→ **Selected passage**
I've never seen it but I bet some folks used it this way, because they got "serialization error" :)
@marxin when you recieve a string, how do you decide whether it should be a string or a date? Do you try to parse every string? That's slow. What if it should be a string but looks like a date?
@Kevin Well a turing complete language serializing language should be able to do that?
@davidism im not talking about deserializing
Do you introduce a key tagging system? That's what Flask's session does, but it's non-standard and surprising if you're examining the data.
@marxin but that's the problem, any solution that got into the standard library would have to work both directions.
Otherwise you'd get just as many people confused about why their date that dumped fine doesn't load.
17:08
not really, because thats a limitation of JSON. so say yes, JSON supports a string so why by default shouldnt it call str function on the object?
@paul23 Yeah, I was kinda half-joking. You can easily serialize a piece of code, including the code doing the serializing. But you still need a deserializer that can understand that the data it's looking at contains an algorithm meant to be executed.
Because str isn't an accurate representation of the data.
Anyway, JSON is just for JSON types. There are other libraries that are for describing complex structures.
Here's a simple general-purpose class serializer.
import json

def serializer(cls, names):
    argstring = ', '.join('{{{}}}'.format(s) for s in names)
    fmt = '{}({})'.format(cls.__name__, argstring)
    def serialize(obj):
        return fmt.format(**obj.__dict__)
    return serialize

class Test:
    def __init__(self, a, b, private=None):
        self.a = a
        self.b = b
        self._private = private

t = Test(1, 2, 3)
print(json.dumps(t, default=serializer(Test, ('a', 'b'))))
#output
"Test(1, 2)"
So there's sort of an infinite regression going on where json.loads(s) won't execute custom-defined deserialization, no matter how much metadata you try to cram into s
Use YAML if you want that.

→ **Problem requirements**
Reproduce everything in the JSON serialization discussion from "I've never seen" down to "like a date?", word for word.

→ **Stored data**

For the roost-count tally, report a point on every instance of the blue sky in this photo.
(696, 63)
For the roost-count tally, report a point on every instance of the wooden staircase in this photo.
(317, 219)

→ **The result**
I've never seen it but I bet some folks used it this way, because they got "serialization error" :)
@marxin when you recieve a string, how do you decide whether it should be a string or a date? Do you try to parse every string? That's slow. What if it should be a string but looks like a date?